Passage to read -
════════
Young at heart or old of ear?
So, in the spirit of one of my all-time favorite movies (High Fidelity), I feel inclined to ask: if you are what you listen to, does the real generation-gap hurdle present itself in chronological years, or in musical years vis-a-vis the gaps between your respective catalogs? For a gal who usually likes or dates men in the 7-8 years-older range, it’s a pressing question. Someone should really find a way to calculate musical age.

I haven’t done that yet, but the closest I can come is the recent analysis of my CD collection which generated the following top-5 genre list:
  1. jazz/swing (20.3%; 23.1% if you include crooners like Sinatra, Nat King Cole and HCJ)
  2. classic rock (17%)
  3. classical music (16.5%)
  4. soundtracks & compilations (8.3%)
  5. Christian music (7.3%)
Unfortunately I didn’t think to document original release dates for all albums included ... but at 375 CD cases and 412 individual CDs, that’s a heckuva lotta work. I’m not that bored (yet). Besides, I was interested in genre analysis:
  • Jazz songs are basically like country music, only set to much better music, and generally gifted with better lyrics. The man done her wrong, but she’ll still pine forever … He met a great girl while walking his dog, and guess what? Her dog took a liking for his. Now they’re planning the wedding. Etc. (That’s the vocal stuff; instrumental tracks often make me want to dance, or pine. One of the two.)
  • Classic rock is a little more tricky. This is love seen by the car-mechanic set, for whom a loud fuck and good beer seem to equal the good life (accompanied, of course, by bluesy guitars). But then you also have the Rip Van Winkle psychedelics of Talking Heads, who wonder how they got this wife, this car, this life. In short, it’s like a barbecue with a diverse array of side dishes and marinades, but only a few basic categories: meat, booze, and meat-accessories.
  • Classical music is basically another language, but most of what I collected during junior high and high school (the prime buying-season for this genre) was drawn from the Romantic Period: heavy on the Strauss, Rossini, Tchaikovsky. It covers the full gamut of emotion and experience, but all of it is intense and vibrantly colored. Life is passion, and drama.
════════
Instructions for the task - Name, in ranked order, the genres in the top-5 list from the post about musical age.
════════
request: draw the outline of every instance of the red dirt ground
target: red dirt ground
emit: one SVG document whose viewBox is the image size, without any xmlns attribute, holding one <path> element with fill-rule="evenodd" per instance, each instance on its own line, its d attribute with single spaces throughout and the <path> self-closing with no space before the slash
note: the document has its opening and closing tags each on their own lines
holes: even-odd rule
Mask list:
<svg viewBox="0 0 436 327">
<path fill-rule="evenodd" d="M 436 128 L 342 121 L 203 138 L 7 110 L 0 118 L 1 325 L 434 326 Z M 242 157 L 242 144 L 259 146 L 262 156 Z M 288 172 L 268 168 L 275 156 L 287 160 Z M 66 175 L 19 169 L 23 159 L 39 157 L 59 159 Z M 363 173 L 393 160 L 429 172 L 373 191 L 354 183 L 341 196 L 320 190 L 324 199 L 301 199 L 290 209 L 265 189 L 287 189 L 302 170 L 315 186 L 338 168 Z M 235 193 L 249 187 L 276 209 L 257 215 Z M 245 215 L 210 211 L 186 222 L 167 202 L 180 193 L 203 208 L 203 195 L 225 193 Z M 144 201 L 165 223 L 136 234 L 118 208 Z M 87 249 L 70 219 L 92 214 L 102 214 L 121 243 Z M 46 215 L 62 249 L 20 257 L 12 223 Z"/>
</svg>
════════
Task solution -
1. jazz/swing
2. classic rock
3. classical music
4. soundtracks & compilations
5. Christian music